• **WRITTEN REQUEST**: In the passage below on why Christians die, reproduce the text from "1. Death Is" to "why Christians die.".

• **PROVIDED TEXT**:

Why Do Christians Die?

by | Posted December 6th at 11:55pm

Why Do Christians Die? Our treatment of the application of redemption must include a consideration of death and the question of how Christians should view their own death and the death of others. We also must ask what happens to us between the time that we die and the time that Christ returns to give us new resurrection bodies.

1. Death Is Not a Punishment for Christians. Paul tells us clearly that there is “no condemnation for those who are in Christ Jesus” (Rom. 8:1). All the penalty for our sins has been paid. Therefore, even though we know that Christians die, we should not view the death of Christians as a punishment from God or in any way a result of a penalty due to us for our sins. It is true that the penalty for sin is death, but that penalty no longer applies to us—not in terms of physical death, and not in terms of spiritual death or separation from God. All of that has been paid for by Christ. Therefore there must be another reason than punishment for our sins if we are to understand why Christians die.

2. Death Is the Final Outcome of Living in a Fallen World. In his great wisdom, God decided that he would not apply to us the benefits of Christ’s redemptive work all at once. Rather, he has chosen to apply the benefits of salvation to us gradually over time (as we have seen in chapters 33–40). Similarly, he has not chosen to remove all evil from the world immediately, but to wait until the final judgment and the establishment of the new heaven and new earth (see chapters 56 and 57). In short, we still live in a fallen world and our experience of salvation is still incomplete.

• **Data records**:
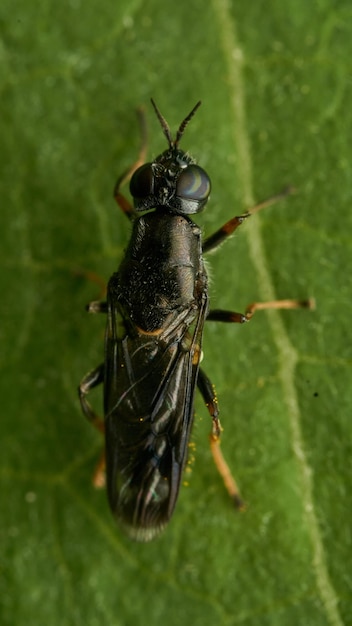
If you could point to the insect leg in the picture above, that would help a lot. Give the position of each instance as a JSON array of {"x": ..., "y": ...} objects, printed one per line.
[
  {"x": 209, "y": 395},
  {"x": 231, "y": 317},
  {"x": 216, "y": 239},
  {"x": 91, "y": 380},
  {"x": 123, "y": 203}
]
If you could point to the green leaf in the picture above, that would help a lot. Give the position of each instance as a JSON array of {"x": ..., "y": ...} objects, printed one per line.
[{"x": 275, "y": 82}]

• **TASK ANSWER**:
1. Death Is Not a Punishment for Christians. Paul tells us clearly that there is “no condemnation for those who are in Christ Jesus” (Rom. 8:1). All the penalty for our sins has been paid. Therefore, even though we know that Christians die, we should not view the death of Christians as a punishment from God or in any way a result of a penalty due to us for our sins. It is true that the penalty for sin is death, but that penalty no longer applies to us—not in terms of physical death, and not in terms of spiritual death or separation from God. All of that has been paid for by Christ. Therefore there must be another reason than punishment for our sins if we are to understand why Christians die.